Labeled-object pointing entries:
+--

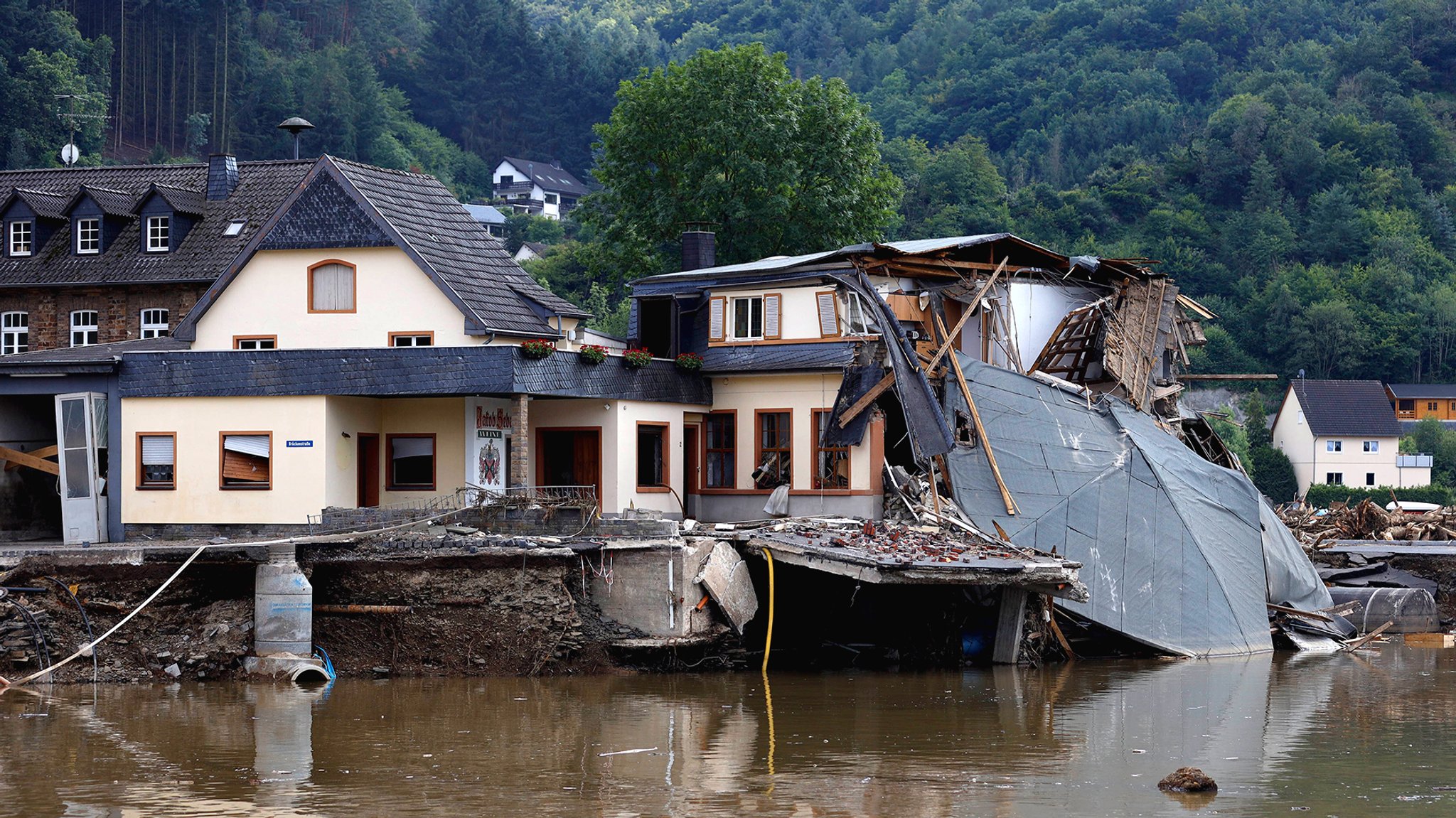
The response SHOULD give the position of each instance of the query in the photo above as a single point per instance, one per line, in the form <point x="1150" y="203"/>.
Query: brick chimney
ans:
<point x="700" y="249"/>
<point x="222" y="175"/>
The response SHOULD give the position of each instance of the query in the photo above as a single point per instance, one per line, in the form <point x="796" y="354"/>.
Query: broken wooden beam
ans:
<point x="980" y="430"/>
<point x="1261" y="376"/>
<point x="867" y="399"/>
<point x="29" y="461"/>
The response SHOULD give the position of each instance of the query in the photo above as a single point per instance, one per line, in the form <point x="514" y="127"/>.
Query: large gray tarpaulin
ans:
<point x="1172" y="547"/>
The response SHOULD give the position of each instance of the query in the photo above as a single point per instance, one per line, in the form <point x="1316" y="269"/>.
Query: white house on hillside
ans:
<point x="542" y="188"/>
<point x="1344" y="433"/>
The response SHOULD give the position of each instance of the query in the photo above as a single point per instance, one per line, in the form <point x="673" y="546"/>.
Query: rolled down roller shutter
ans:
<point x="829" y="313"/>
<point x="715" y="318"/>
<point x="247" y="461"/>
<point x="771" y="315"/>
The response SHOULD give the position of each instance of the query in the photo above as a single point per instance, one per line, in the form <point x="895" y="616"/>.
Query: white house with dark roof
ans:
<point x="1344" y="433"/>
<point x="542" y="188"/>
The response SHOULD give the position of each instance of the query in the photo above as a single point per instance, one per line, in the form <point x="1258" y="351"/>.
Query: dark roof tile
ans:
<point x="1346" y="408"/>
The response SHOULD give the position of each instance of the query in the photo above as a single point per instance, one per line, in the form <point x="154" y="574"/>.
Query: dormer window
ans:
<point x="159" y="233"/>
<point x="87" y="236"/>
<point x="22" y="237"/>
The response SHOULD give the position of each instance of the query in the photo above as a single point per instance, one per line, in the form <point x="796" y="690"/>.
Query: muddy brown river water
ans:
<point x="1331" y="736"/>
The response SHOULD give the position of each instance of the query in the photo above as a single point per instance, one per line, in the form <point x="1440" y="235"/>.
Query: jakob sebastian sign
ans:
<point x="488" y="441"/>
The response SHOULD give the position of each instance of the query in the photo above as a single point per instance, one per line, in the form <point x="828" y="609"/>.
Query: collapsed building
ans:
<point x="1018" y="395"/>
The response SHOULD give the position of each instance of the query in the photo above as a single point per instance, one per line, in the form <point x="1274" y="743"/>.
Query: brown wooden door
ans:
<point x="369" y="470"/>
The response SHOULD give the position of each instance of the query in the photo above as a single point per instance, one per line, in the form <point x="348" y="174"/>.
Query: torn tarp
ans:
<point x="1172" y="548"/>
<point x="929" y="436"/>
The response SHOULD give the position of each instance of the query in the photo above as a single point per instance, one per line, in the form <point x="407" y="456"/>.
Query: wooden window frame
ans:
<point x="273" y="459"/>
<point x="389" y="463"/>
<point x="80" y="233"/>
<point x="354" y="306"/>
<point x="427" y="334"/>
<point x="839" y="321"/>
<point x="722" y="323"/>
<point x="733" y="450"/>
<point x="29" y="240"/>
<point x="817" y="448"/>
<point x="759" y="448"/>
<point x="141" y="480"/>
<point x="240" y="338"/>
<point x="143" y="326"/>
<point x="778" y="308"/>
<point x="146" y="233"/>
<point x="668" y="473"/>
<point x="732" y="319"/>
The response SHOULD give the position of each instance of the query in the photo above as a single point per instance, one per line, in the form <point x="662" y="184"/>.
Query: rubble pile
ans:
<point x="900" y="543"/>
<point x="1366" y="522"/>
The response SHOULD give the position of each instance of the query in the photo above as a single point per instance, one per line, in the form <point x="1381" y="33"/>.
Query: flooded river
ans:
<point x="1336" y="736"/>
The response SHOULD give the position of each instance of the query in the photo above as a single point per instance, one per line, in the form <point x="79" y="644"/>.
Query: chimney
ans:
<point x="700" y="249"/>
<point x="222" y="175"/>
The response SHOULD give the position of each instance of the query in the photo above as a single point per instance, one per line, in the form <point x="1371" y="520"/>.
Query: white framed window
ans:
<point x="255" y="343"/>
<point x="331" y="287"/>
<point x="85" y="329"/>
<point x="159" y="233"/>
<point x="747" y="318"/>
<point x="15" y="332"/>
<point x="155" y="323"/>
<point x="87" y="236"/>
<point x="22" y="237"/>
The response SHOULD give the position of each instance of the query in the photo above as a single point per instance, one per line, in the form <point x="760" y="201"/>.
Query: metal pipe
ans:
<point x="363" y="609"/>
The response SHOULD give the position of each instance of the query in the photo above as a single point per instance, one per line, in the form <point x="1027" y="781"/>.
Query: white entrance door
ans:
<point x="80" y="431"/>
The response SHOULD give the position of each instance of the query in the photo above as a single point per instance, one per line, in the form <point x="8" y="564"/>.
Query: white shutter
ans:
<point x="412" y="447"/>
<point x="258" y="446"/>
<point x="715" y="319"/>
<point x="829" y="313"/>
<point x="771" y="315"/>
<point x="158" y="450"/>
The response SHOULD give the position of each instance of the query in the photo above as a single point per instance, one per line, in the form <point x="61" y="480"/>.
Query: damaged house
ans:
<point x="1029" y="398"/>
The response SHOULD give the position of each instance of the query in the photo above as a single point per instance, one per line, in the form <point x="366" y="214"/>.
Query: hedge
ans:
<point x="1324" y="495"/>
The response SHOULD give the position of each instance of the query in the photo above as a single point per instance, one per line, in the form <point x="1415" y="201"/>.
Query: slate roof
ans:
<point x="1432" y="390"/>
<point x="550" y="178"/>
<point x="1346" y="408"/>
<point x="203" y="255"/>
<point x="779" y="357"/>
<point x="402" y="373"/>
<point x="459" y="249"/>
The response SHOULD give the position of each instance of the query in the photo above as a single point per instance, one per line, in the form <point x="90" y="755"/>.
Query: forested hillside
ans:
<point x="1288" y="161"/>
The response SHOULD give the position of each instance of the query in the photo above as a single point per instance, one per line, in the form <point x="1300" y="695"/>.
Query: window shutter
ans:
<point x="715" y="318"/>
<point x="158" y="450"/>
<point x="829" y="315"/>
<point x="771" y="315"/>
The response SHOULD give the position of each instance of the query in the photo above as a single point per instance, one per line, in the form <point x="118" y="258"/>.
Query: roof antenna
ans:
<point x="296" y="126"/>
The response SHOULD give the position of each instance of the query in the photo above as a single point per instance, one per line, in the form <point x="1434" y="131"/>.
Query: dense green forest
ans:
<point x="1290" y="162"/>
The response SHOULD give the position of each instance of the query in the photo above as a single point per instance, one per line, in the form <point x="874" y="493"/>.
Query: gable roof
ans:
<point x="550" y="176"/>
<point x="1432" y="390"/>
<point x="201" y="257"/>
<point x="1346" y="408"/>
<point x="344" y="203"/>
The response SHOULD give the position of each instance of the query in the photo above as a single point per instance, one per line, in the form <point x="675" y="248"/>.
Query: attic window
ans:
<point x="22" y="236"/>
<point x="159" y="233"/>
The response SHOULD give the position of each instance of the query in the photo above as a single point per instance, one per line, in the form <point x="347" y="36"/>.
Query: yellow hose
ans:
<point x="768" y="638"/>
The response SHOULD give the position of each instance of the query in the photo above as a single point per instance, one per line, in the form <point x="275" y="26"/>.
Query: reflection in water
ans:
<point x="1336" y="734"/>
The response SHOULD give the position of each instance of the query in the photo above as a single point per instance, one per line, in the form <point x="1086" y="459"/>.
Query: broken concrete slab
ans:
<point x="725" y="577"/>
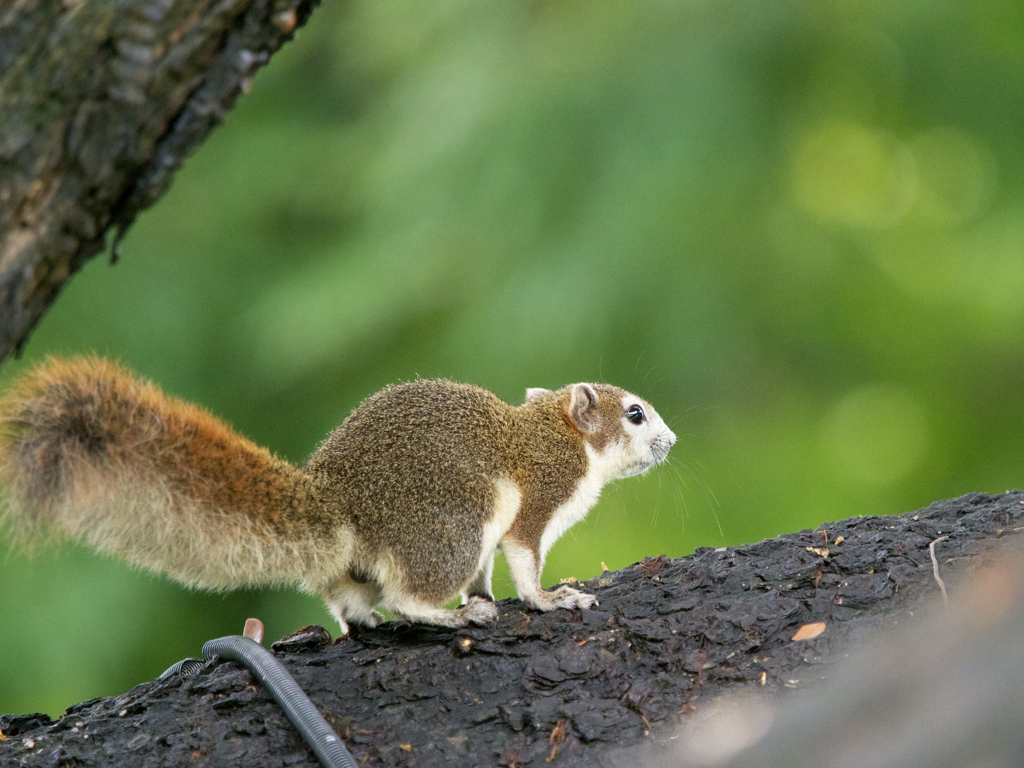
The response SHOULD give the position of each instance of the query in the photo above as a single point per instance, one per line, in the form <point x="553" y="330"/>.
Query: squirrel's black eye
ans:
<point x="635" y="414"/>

+--

▸ Given problem
Transcribe all entries above exactly. Drop the pictures.

▸ Full solution
The response SHOULD give the position of each instance of the query in the photo above as a single point per instance, one per line, in the form <point x="1150" y="203"/>.
Query: brick chimney
ans:
<point x="700" y="249"/>
<point x="222" y="175"/>
The response SHOULD give the position of each instance of the query in the photo above as a single point per instance, one per line, in the form <point x="796" y="354"/>.
Query: broken wooden beam
ans:
<point x="980" y="430"/>
<point x="1261" y="376"/>
<point x="867" y="399"/>
<point x="29" y="461"/>
The response SHOULD give the position of each instance of the query in the photo above as a single point per instance, one per line, in the form <point x="514" y="127"/>.
Query: large gray tarpaulin
ans:
<point x="1172" y="547"/>
The response SHOULD give the position of each instance of the query in the photo above as a single point per instance, one per line, in the form <point x="1316" y="269"/>.
Query: white house on hillside
ans:
<point x="542" y="188"/>
<point x="1344" y="433"/>
The response SHOULD give the position of each instance of the query in the photo above as a single point per instance, one per line, in the form <point x="673" y="546"/>.
Query: rolled down roller shutter
ans:
<point x="829" y="313"/>
<point x="715" y="318"/>
<point x="247" y="461"/>
<point x="771" y="315"/>
The response SHOULD give the position of each instance of the query in the photo above as a single point per instance, one per line, in the form <point x="895" y="616"/>.
Query: white house with dark roof
ans:
<point x="1344" y="433"/>
<point x="542" y="188"/>
The response SHOULD give the position of each instance of the query in the photo above as a single point per instance, one per line, in the form <point x="1258" y="351"/>.
Query: dark roof tile
ans:
<point x="1346" y="408"/>
The response SHOULD give the position of each instance of the query in the photo above as a single point per instance, one per line, in the form <point x="154" y="574"/>.
Query: dormer window
ans:
<point x="159" y="233"/>
<point x="87" y="236"/>
<point x="22" y="237"/>
The response SHOULD give the position of each instance of the query in the photo above as a single point per instance, one per line, in the form <point x="796" y="690"/>.
Query: muddy brown river water
ans:
<point x="1331" y="736"/>
The response SHOULD give the position of each instance of the query in the photo above as a single point per instance, one per line, in the form <point x="1440" y="235"/>.
Query: jakob sebastian sign
ans:
<point x="488" y="441"/>
The response SHOULD give the position of each instance of the query in the photo above as a single point per instance, one per line, in the form <point x="828" y="609"/>.
Query: collapsed building
ans:
<point x="1018" y="395"/>
The response SHOULD give the position of each instance of the query in the photo above as a single point per instance, one per line, in the form <point x="1274" y="743"/>.
Query: brown wooden door
ans:
<point x="369" y="470"/>
The response SHOULD give the position of each instance of the query in the photo above as a single point per instance, one per line, in the form <point x="348" y="174"/>.
Query: torn tarp
ans:
<point x="1172" y="548"/>
<point x="929" y="436"/>
The response SHOULD give the position of each instance of the query in the photo above as a single point per instance, one per line, in the form <point x="407" y="456"/>.
Query: wooden window frame
ans:
<point x="273" y="459"/>
<point x="389" y="463"/>
<point x="80" y="233"/>
<point x="354" y="306"/>
<point x="427" y="334"/>
<point x="839" y="321"/>
<point x="722" y="323"/>
<point x="733" y="450"/>
<point x="29" y="240"/>
<point x="817" y="448"/>
<point x="759" y="448"/>
<point x="141" y="480"/>
<point x="240" y="338"/>
<point x="143" y="326"/>
<point x="778" y="308"/>
<point x="146" y="233"/>
<point x="668" y="473"/>
<point x="732" y="319"/>
The response SHOULD give the position of each instance of the query in the photo above as a single point per instance, one per line, in the form <point x="662" y="184"/>.
Query: rubble pile
ans:
<point x="900" y="543"/>
<point x="1366" y="522"/>
The response SHOULD give the position of each instance of the query in the photo above as a single point per instance, one per line, in the form <point x="1381" y="33"/>.
Query: flooded river
ans:
<point x="1336" y="736"/>
The response SHOULD give the position of each instance of the query in the photo above as a single point per instance, one per line, in the form <point x="79" y="644"/>.
Query: chimney
ans:
<point x="700" y="249"/>
<point x="222" y="175"/>
The response SHOULD give the position of each instance of the query in the photo above as a single point per instance, one per line, in the form <point x="1371" y="520"/>.
Query: white framed window
ans:
<point x="255" y="343"/>
<point x="331" y="287"/>
<point x="85" y="329"/>
<point x="159" y="233"/>
<point x="747" y="318"/>
<point x="15" y="332"/>
<point x="155" y="323"/>
<point x="87" y="236"/>
<point x="22" y="237"/>
The response SHOULD give the position of each instance of the query in the photo above as a single point per instance, one per line, in the form <point x="760" y="201"/>.
Query: metal pipe
ans:
<point x="363" y="609"/>
The response SHOULD give the position of each instance of the query in the photo above as a single point per instance, one per line, in the form <point x="1027" y="781"/>.
Query: white entrance door
ans:
<point x="80" y="431"/>
The response SHOULD give the position of each instance of the query in the photo above as a single point per instance, one per line, in the form <point x="8" y="564"/>.
Query: white shutter
ans:
<point x="412" y="447"/>
<point x="258" y="446"/>
<point x="715" y="319"/>
<point x="829" y="313"/>
<point x="771" y="315"/>
<point x="158" y="450"/>
The response SHOULD give the position of each instance of the query in the photo above as a single point per instance, one per line, in the form <point x="61" y="480"/>.
Query: damaged house
ans:
<point x="1029" y="398"/>
The response SHOULD give the position of each instance of the query in the photo above as a single point per instance, one per line, in the form <point x="366" y="214"/>.
Query: hedge
ans:
<point x="1324" y="495"/>
The response SHOULD give the position of each instance of the query in the photo above as a single point per instance, one per line, in the form <point x="1415" y="201"/>.
Query: slate roof
ans:
<point x="1432" y="390"/>
<point x="550" y="178"/>
<point x="1346" y="408"/>
<point x="203" y="255"/>
<point x="779" y="357"/>
<point x="402" y="373"/>
<point x="459" y="249"/>
The response SHOULD give the position of each instance of the query in the photo above as a single point per instance, one per line, in the form <point x="90" y="755"/>.
Query: forested hillside
ans:
<point x="1288" y="161"/>
The response SHOULD give the position of each instance of the query in the photo above as a single point per instance, one per line, in the form <point x="1300" y="695"/>.
Query: window shutter
ans:
<point x="715" y="318"/>
<point x="158" y="450"/>
<point x="829" y="315"/>
<point x="771" y="315"/>
The response SHOULD give the position of each instance of the query in the photo above as a single point per instance, one per line, in the form <point x="118" y="258"/>.
Query: roof antenna
ans:
<point x="296" y="126"/>
The response SHOULD give the position of each instance of the query in the photo above as a single point per instance, one per line, in the form <point x="1434" y="131"/>.
Query: dense green forest
ans:
<point x="1290" y="162"/>
The response SHOULD give the position of each instance of the query in the photo above as a single point per instance, one per line, in the form <point x="874" y="493"/>.
Query: gable roof
ans:
<point x="550" y="176"/>
<point x="1432" y="390"/>
<point x="201" y="257"/>
<point x="1346" y="408"/>
<point x="344" y="203"/>
The response SHOULD give the position of each instance of the query in the photo above as a single point per instance, one per line, in the form <point x="675" y="248"/>.
Query: attic window
ans:
<point x="22" y="236"/>
<point x="159" y="233"/>
The response SHOULD give the position of each instance of the query in the photo above as a single point per instance, one per line, in the form <point x="347" y="36"/>.
Query: yellow hose
ans:
<point x="768" y="638"/>
The response SHOULD give the position of each instance of the query in the photo above as a single point per instance, one per line, in the form <point x="275" y="26"/>.
Query: reflection in water
ans:
<point x="1336" y="734"/>
The response SHOULD give the position of each instance of the query in the photo above as a single point per instance, one per line, in the form <point x="1086" y="459"/>.
Query: broken concrete slab
ans:
<point x="725" y="577"/>
The response SHOULD give the position of each instance of the query in the photo above as a single point per instance, one per line, in the form <point x="553" y="330"/>.
Query: squirrel's black eye
ans:
<point x="635" y="414"/>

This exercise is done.